___ PROVIDED INFORMATION
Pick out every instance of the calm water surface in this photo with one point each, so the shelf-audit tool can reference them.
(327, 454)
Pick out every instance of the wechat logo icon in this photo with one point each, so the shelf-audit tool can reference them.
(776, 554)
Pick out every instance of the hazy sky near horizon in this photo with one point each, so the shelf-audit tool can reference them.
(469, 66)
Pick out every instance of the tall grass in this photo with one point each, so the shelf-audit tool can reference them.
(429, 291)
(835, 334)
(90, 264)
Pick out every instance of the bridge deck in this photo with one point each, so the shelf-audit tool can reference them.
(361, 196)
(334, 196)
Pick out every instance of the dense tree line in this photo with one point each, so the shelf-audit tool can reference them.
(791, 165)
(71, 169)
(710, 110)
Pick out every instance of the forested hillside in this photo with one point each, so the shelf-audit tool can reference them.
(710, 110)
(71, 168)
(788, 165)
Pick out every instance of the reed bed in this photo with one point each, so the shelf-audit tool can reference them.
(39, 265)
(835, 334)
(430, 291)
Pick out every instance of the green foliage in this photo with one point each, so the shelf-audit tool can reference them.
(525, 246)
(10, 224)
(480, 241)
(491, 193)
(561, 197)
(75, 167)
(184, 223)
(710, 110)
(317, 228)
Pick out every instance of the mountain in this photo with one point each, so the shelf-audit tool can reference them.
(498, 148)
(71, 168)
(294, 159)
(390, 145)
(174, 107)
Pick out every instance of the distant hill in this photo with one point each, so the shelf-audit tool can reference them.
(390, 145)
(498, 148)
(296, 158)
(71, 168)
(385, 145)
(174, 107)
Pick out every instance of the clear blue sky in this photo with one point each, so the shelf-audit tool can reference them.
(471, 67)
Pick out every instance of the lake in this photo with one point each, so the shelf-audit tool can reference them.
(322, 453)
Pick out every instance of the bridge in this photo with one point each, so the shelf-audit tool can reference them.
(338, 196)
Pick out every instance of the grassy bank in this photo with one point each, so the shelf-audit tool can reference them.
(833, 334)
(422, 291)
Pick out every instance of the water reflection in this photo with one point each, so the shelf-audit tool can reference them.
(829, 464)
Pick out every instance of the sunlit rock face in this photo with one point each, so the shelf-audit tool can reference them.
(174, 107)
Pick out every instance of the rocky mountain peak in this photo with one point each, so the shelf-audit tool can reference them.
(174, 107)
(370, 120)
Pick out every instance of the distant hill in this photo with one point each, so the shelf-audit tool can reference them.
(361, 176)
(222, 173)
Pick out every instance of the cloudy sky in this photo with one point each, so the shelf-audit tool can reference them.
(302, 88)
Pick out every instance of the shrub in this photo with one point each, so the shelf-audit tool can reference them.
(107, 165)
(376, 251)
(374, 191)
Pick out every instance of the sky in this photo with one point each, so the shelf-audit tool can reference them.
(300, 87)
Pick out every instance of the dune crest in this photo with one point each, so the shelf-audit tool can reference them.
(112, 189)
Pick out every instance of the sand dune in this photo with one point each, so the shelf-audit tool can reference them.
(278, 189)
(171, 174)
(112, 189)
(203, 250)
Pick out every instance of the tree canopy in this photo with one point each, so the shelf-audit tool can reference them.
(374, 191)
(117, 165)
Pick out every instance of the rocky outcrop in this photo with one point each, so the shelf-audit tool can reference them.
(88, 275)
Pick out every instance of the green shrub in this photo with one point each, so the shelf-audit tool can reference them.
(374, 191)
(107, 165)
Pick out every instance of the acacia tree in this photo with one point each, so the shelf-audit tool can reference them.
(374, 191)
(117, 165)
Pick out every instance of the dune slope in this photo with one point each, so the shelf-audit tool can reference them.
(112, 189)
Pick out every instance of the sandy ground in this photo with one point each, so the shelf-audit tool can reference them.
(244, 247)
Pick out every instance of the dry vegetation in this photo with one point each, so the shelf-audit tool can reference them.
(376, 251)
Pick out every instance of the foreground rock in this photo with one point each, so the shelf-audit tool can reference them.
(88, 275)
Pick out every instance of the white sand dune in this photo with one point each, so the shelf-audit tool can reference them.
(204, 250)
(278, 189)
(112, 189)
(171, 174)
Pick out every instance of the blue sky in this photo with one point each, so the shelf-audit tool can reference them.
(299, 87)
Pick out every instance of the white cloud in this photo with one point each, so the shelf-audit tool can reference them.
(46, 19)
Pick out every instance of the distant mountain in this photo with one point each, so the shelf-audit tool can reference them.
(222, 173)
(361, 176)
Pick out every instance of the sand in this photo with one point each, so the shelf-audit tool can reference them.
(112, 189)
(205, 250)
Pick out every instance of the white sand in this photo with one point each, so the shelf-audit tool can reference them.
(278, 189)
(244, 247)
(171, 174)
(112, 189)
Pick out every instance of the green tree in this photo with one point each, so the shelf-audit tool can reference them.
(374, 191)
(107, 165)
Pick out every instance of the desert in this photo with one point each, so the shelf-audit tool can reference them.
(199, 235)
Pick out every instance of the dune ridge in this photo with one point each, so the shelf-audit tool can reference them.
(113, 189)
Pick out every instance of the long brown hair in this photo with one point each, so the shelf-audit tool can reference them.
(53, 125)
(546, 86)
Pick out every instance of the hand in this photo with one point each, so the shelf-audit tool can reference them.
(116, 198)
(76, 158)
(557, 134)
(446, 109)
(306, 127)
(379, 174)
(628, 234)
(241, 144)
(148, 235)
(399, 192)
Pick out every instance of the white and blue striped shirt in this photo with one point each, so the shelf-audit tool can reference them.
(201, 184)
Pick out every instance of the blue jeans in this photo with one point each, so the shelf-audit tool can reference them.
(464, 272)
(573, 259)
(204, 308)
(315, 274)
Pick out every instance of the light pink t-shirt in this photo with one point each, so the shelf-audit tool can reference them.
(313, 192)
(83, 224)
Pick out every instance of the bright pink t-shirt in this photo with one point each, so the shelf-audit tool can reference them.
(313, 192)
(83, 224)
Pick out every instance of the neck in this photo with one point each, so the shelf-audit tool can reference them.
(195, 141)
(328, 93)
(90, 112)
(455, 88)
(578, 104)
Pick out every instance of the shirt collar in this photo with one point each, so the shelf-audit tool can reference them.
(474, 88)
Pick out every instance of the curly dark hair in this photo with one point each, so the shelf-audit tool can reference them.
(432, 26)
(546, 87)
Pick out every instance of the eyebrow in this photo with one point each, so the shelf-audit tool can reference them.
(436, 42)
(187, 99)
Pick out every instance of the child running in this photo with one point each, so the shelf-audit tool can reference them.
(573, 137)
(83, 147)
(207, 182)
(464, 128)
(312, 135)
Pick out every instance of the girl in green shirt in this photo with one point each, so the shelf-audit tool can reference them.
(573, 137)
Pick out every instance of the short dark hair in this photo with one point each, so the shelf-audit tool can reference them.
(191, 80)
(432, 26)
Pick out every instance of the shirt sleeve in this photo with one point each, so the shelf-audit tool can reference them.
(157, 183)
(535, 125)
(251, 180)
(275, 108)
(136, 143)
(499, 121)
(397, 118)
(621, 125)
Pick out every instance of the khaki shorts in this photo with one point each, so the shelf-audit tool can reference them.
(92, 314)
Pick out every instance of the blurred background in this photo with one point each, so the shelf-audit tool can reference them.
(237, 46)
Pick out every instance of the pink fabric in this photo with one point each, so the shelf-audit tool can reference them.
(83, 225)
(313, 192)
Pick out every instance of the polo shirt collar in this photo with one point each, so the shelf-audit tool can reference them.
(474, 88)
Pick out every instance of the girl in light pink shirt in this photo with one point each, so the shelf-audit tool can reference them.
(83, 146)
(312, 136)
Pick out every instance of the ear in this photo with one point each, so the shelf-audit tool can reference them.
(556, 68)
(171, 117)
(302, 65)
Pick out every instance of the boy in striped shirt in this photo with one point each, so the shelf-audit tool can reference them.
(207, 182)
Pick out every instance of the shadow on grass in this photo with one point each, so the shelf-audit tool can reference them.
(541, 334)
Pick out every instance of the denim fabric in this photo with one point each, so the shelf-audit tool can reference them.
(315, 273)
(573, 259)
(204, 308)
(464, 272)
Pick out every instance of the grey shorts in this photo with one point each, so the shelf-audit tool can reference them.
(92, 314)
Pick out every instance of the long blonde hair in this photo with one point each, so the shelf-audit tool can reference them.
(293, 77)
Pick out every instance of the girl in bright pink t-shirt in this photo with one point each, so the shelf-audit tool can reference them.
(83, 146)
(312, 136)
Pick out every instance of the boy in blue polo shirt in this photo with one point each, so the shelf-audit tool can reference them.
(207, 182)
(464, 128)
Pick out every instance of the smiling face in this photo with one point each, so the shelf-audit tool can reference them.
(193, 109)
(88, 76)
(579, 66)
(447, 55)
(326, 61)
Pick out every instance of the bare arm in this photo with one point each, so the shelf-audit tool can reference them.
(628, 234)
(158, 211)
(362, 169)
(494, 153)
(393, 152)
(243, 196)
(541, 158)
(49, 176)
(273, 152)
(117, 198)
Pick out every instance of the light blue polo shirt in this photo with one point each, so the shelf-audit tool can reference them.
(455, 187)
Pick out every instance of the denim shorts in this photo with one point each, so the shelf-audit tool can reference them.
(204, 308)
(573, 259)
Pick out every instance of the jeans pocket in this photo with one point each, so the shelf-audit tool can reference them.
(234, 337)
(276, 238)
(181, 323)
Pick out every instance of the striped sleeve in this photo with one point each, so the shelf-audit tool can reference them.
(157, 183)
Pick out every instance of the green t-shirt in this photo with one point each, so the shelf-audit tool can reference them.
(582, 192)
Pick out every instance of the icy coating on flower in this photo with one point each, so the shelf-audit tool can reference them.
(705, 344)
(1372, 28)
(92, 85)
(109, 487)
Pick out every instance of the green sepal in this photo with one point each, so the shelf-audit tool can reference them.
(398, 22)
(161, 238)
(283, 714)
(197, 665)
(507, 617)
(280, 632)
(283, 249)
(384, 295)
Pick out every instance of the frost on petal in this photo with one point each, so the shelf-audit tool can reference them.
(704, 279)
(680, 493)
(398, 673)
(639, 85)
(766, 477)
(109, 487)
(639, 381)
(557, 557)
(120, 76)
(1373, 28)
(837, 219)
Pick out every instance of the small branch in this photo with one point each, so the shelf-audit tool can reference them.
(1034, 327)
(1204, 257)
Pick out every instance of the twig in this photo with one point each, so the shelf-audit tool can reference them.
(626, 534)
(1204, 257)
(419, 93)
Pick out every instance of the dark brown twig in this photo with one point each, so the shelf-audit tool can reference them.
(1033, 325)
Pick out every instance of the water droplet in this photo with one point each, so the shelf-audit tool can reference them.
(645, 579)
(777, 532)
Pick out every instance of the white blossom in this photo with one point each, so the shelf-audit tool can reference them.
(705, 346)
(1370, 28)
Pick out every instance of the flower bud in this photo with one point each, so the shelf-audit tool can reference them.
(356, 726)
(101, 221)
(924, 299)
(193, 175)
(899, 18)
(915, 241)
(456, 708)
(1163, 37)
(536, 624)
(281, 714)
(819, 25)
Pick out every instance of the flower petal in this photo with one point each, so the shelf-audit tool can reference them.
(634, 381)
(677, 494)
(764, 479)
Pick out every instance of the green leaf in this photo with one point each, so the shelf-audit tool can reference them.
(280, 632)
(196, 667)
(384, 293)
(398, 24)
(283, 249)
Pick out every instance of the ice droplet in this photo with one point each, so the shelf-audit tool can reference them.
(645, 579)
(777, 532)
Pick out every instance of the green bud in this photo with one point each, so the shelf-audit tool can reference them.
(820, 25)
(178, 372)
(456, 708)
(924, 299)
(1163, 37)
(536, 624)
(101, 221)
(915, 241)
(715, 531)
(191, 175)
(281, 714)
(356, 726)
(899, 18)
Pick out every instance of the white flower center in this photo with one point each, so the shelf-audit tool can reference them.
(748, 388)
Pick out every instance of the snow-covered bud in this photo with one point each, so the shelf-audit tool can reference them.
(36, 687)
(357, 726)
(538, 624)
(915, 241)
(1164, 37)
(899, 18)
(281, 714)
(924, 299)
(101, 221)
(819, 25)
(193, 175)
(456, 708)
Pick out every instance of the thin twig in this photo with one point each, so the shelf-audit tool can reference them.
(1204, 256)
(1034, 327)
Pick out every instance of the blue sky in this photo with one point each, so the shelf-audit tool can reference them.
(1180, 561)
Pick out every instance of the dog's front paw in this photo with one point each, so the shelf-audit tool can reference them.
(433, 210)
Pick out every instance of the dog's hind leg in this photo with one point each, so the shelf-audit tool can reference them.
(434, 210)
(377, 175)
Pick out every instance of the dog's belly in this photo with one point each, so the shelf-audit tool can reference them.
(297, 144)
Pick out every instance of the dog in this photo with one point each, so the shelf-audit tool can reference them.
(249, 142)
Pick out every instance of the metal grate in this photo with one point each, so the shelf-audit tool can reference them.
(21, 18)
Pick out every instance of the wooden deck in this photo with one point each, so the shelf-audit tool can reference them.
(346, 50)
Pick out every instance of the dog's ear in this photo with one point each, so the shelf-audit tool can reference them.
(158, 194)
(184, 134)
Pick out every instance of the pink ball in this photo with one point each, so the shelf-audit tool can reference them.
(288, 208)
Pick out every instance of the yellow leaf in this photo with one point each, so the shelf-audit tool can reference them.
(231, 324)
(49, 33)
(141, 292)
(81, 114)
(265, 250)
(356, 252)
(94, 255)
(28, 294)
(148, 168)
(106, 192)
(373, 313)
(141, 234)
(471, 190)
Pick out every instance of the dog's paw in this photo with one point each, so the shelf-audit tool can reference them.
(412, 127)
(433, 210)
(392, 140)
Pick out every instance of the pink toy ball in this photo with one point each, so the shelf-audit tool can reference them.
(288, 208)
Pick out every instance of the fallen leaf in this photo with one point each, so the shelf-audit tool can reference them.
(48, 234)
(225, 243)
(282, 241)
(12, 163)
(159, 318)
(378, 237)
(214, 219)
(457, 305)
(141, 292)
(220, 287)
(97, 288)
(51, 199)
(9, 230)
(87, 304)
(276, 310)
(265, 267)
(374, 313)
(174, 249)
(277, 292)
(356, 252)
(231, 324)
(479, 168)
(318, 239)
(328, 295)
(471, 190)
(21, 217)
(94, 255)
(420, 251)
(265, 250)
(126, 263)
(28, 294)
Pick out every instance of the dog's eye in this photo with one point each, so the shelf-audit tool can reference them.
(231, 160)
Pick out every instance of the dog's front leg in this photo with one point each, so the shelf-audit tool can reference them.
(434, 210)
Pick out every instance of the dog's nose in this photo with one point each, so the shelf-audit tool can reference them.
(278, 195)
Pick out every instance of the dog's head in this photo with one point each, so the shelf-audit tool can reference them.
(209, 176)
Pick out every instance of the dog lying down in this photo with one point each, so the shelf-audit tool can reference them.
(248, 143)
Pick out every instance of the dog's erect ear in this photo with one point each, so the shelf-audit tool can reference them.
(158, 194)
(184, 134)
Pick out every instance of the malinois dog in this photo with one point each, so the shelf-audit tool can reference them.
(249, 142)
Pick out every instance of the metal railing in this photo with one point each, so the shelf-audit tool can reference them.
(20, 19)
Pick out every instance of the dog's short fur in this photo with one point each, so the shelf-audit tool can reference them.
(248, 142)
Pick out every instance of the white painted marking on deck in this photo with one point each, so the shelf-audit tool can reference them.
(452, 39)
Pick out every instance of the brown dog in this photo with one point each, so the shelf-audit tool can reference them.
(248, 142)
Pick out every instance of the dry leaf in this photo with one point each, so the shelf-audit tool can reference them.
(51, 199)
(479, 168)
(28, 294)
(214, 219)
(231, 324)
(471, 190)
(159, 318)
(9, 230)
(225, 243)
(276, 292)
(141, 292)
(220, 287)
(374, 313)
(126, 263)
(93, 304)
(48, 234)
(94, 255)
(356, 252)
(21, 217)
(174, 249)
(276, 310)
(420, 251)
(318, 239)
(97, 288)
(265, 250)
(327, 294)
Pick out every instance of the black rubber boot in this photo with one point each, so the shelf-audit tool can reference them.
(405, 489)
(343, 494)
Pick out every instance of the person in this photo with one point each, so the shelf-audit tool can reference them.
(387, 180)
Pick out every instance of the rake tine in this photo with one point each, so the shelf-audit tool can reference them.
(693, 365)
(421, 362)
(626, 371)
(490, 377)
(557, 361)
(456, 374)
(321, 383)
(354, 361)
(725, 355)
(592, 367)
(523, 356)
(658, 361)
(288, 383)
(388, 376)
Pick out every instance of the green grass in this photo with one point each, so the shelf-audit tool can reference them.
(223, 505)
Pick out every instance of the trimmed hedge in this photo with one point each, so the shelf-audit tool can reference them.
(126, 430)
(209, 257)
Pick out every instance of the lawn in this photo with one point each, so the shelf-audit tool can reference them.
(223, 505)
______
→ GIVEN TASK
Please copy the stretch from the line containing "Pick out every instance of the lawn" through the end of the listing, request included, shifting every point coordinate by -17.

→ RESULT OF THIS TASK
Pick out every instance of the lawn in this photo with one point each, so the shelf-audit tool can reference them.
(206, 488)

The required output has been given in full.